#### [Your goal]
Only the lines from the one with "Exercise. Find the aircraft wing" through the final line should be given again, exactly as they appear, minus the pictures.

#### [Data provided]
══════════

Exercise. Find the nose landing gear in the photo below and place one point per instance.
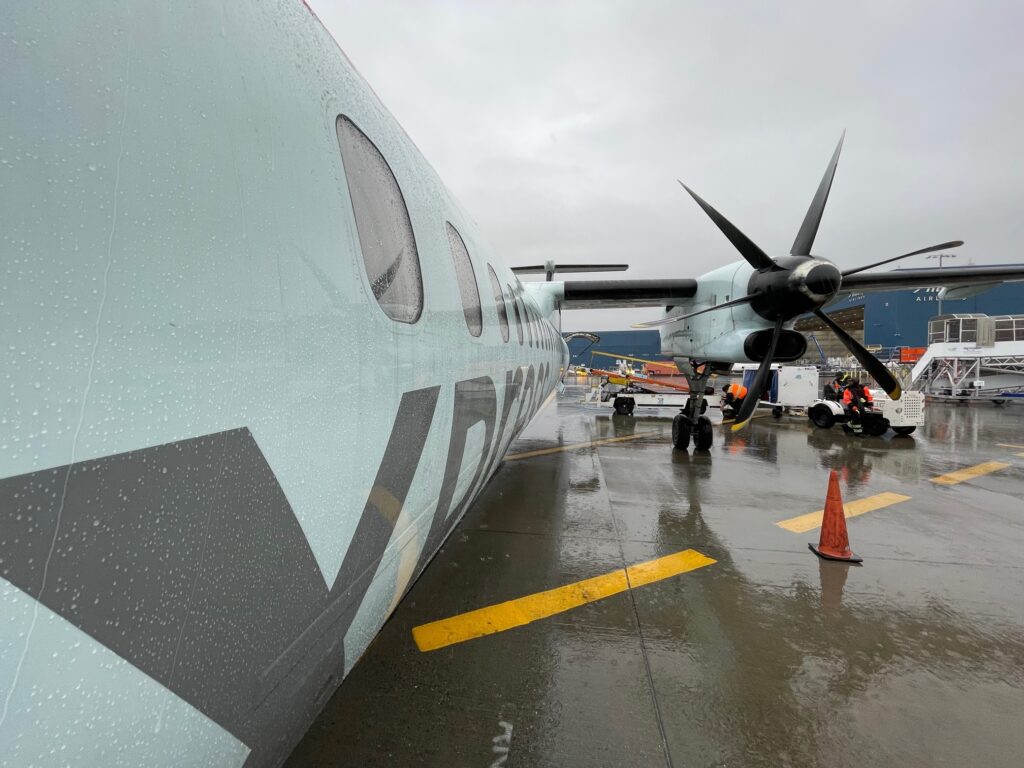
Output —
(690, 423)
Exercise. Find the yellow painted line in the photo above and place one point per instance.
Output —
(968, 473)
(526, 609)
(860, 506)
(574, 445)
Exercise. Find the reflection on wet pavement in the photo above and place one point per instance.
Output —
(767, 657)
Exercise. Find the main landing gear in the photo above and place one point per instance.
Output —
(691, 423)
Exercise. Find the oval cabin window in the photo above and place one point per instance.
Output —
(503, 316)
(466, 276)
(382, 221)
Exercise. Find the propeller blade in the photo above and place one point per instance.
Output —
(805, 238)
(754, 255)
(871, 364)
(754, 392)
(942, 247)
(674, 317)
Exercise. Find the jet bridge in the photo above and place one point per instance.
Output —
(973, 357)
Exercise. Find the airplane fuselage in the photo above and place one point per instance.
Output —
(230, 440)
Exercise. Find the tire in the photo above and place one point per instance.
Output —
(876, 427)
(821, 417)
(681, 432)
(705, 435)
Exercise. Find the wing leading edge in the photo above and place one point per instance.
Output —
(950, 278)
(598, 294)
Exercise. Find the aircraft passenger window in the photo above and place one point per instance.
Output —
(518, 317)
(496, 289)
(528, 318)
(385, 230)
(466, 275)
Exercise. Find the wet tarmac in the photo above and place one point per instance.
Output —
(766, 657)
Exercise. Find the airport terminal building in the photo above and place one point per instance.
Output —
(891, 318)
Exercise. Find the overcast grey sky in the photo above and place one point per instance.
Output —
(562, 126)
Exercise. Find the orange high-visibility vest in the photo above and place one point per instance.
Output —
(737, 390)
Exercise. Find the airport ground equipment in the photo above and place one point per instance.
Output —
(788, 387)
(902, 416)
(624, 393)
(972, 357)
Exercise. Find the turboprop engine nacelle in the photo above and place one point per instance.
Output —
(741, 345)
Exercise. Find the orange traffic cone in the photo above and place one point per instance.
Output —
(834, 543)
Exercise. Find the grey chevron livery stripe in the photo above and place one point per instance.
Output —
(186, 560)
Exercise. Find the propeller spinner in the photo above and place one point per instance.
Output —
(782, 289)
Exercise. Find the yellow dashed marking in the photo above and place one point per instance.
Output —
(968, 473)
(860, 506)
(526, 609)
(574, 445)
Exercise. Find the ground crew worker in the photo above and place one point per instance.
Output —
(834, 389)
(857, 398)
(733, 395)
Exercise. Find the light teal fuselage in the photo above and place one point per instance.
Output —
(221, 463)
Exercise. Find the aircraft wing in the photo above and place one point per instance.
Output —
(599, 294)
(950, 278)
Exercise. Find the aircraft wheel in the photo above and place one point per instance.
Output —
(705, 435)
(820, 416)
(681, 427)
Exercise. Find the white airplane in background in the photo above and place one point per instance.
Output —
(215, 237)
(744, 311)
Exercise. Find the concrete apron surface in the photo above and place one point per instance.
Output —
(765, 656)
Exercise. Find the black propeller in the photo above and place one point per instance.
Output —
(754, 255)
(781, 290)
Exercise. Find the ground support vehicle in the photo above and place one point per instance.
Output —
(624, 393)
(790, 387)
(902, 416)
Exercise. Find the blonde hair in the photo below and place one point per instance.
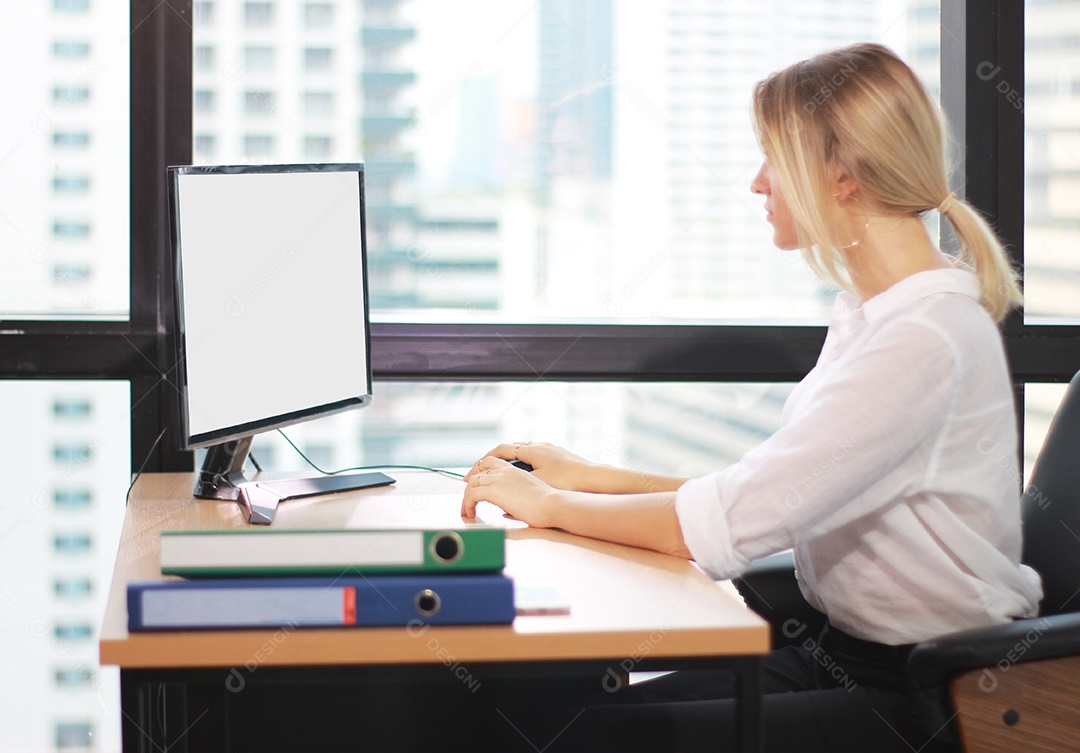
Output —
(861, 109)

══════════

#### [Completed exercise]
Exercise. Find the aircraft wing in the photo above and place one point per instance.
Output —
(599, 294)
(950, 278)
Exercise. Find the aircraft wheel in the photo above and place one point per instance.
Output —
(705, 435)
(820, 416)
(681, 427)
Exercise. Find the white airplane in background in the photo above and place one point per instance.
Output —
(215, 237)
(744, 311)
Exercise. Find the concrete apron surface in the photo above and place one point per instance.
Output —
(765, 656)
Exercise. Find the black propeller in the photo above and place one point per instance.
Output —
(754, 255)
(781, 290)
Exercise. Find the ground support vehicle in the photo above and place one point per instance.
Output —
(624, 393)
(790, 387)
(902, 416)
Exercise. Find the blonde hair in the photo below and place one point per instance.
Output —
(861, 109)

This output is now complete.